[[ Supplied passage, beginning ]]
Did Lincoln Really Free the Slaves?

I researched the question after learning why the tax deadline this year is April 18. CNNexplained that the “…bonus days come thanks to Emancipation Day, a little-known Washington, D.C. holiday that celebrates the freeing of the slaves in the district. The text of the Emancipation Proclamation (which is so famous in our history that it is capitalized) shows clearly that the Lincoln did not intend to free slaves except in parts of the country that were in rebellion. The proclamation very clearly did not free any slaves in Union states or areas in rebellious states that had been supportive of the Union. I recommend reading the lengthy proclamation at the link. The proclamation did not apply to 13 parishes of Louisiana, forty-eight counties of West Virginia, and seven counties of Virginia. It is stated those “…excepted parts are for the present left precisely as if this proclamation were not issued.”
[[ Supplied passage, end ]]
[[ Input data, beginning ]]
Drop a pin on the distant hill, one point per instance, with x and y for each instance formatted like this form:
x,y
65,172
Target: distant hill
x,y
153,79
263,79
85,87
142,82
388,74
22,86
[[ Input data, end ]]
Aim of the task: In the passage on Lincoln and the Emancipation Proclamation, which Louisiana areas does the proclamation not apply to?

Result for this task: 13 parishes of Louisiana.